Written request 1 ▸ In the piece on Sahar Mansoor's zero-waste living, what container held all the non-biodegradable dry waste she produced in over two years?

Tender coconut water and paani puri are a few of Sahar Mansoor’s favourite things. As popular street food across India, these items may cost little, but they exact a steep ecological price. Their immediate by-product is usually a plastic straw that cannot be recycled or plates often disposed of carelessly, leading to clogged drainage. The empty coconut shell has a better chance of being turned into coir.

“For a long time, I would try to drink the coconut water without the plastic straw and end up pouring most of it all over myself," says Mansoor, 27, who lives in Bengaluru. “Until I finally made the switch." A couple of years ago, she began carrying a stainless steel straw and an empty lunch box everywhere so that she could enjoy her beloved snacks without adding to the burden of urban waste. Soon Mansoor was buying foodgrains only from a city store that sold them loose, free of packaging. She began to use home-grown personal care products made with ingredients her grandmother once used—multani mitti (Fuller’s earth), shikakai and reetha (soapnut). That led to further reduction of plastic waste. By the time Mansoor started her venture, Bare Necessities, in 2016, the amount of non-biodegradable dry waste she produced in over two years fitted into a 500ml jar.

Bare Necessities makes a range of products with ethically sourced and zero-waste ingredients, supplying them in eco-friendly packages using recyclable material. Sold from select outlets in Bengaluru, items such as the compostable bamboo toothbrush or the Boondh menstrual cup are steadily attracting buyers. “Our customer base is mostly women between the ages of 18 and 40," says Mansoor. “Many of them are young mothers and millennials who want to consume more mindfully and associate with ethical brands that reflect their personal values."

Bare Necessities founder Sahar Mansoor with the dry waste she generated over two years. Photo: Vanmayi Shetty
Bare Necessities founder Sahar Mansoor with the dry waste she generated over two years. Photo: Vanmayi Shetty

While Bengaluru (a hub for urban minimalists) has a rich and long-standing tradition of green living, the trend seems to be catching on in other metros too. Mansoor says she is invited every month to give multiple talks about zero-waste living and conduct workshops in different cities. From corporates such as Google and Godrej to apartment complexes and coffee shops, she has spoken to a variety of audiences. “The goal of Bare Necessities is not just to sell products," she says, “it is to convince people to change their thinking and lifestyles."

In the last few years, green warriors and urban minimalists across the country have begun to consume more consciously, cutting back on excesses and opting out of the rat race. In their quest for a low-impact life, people are retreating from the urban bustle to the stillness of rural farms. Some have shrunk their material needs to fit all their possessions into a few bags, while others have improvised ingenious strategies to make their habitats eco-friendly, even as they continue to live in cities.

In the examples set by them are lessons of frugality and conservation, which are not only integral to living meaningfully in the 21st century, but also surviving its multiplying challenges.

A few products Bare Necessities brand.

Exercise inputs ▸
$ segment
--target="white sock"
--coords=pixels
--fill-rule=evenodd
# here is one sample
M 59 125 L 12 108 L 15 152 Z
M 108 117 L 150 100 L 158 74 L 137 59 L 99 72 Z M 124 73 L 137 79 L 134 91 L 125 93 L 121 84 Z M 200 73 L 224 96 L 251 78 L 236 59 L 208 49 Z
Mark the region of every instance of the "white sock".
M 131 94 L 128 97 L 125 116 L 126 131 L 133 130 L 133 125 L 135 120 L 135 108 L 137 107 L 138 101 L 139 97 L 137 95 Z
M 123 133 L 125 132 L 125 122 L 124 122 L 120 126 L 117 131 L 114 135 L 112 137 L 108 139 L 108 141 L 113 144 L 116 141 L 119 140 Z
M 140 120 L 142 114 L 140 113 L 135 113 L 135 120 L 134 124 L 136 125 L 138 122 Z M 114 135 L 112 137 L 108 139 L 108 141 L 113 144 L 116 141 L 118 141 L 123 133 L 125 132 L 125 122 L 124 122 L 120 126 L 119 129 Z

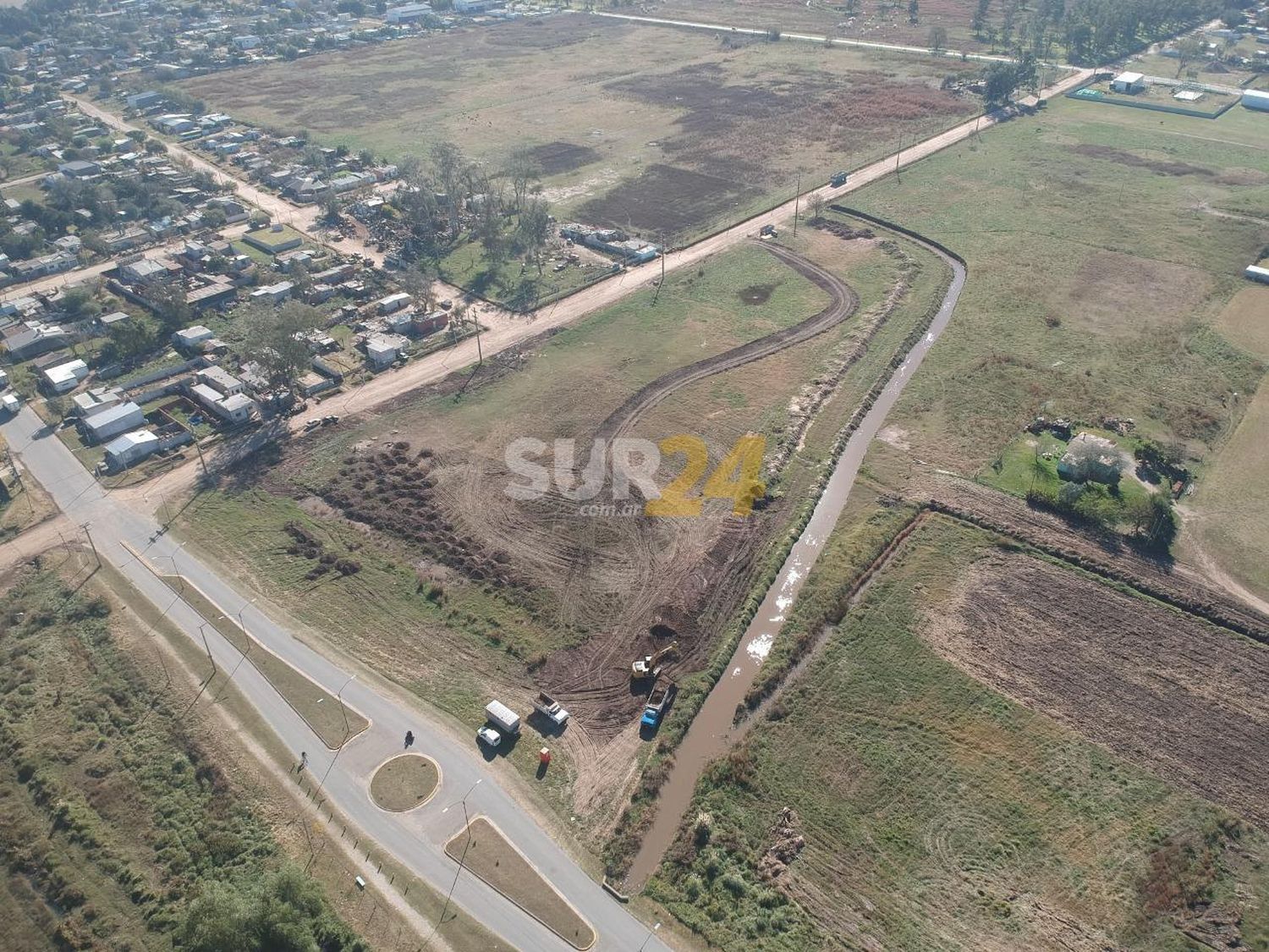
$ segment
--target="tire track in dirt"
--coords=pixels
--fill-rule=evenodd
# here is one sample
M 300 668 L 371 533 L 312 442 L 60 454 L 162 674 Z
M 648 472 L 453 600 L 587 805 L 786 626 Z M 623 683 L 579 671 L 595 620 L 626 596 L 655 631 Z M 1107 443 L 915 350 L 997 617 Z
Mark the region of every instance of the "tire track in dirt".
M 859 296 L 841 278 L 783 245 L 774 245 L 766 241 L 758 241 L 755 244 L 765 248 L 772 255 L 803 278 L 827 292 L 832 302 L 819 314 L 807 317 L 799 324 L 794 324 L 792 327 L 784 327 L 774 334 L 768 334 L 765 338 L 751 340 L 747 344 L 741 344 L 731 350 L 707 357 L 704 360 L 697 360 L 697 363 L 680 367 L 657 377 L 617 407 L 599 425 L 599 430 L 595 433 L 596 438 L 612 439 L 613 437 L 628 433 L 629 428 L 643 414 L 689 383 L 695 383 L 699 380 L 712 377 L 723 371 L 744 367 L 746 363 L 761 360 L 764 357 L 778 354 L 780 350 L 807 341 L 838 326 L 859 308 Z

Written request 2 ▸ Reproduce the records verbatim, starting at their first line and ending with the line that contains "M 140 120 L".

Correct result 1 ▸ A 500ml jar.

Correct result 2 ▸
$ segment
--target="white sock"
--coords=pixels
--fill-rule=evenodd
# here is one sample
M 59 125 L 12 108 L 15 152 Z
M 108 117 L 150 100 L 158 74 L 137 59 L 99 72 Z M 124 73 L 137 79 L 134 91 L 125 93 L 121 84 Z M 200 73 L 224 96 L 251 78 L 236 59 L 208 49 Z
Mark the region of every instance of the "white sock".
M 131 94 L 128 97 L 125 116 L 126 131 L 133 130 L 133 125 L 135 120 L 135 108 L 137 107 L 138 101 L 139 97 L 137 95 Z
M 123 133 L 125 132 L 125 122 L 124 122 L 120 126 L 117 131 L 114 135 L 112 137 L 108 139 L 108 141 L 113 144 L 116 141 L 119 140 Z
M 140 120 L 142 114 L 140 113 L 135 113 L 135 120 L 134 124 L 136 125 L 138 122 Z M 114 135 L 112 137 L 108 139 L 108 141 L 113 144 L 116 141 L 118 141 L 123 133 L 125 132 L 125 122 L 124 122 L 120 126 L 119 129 Z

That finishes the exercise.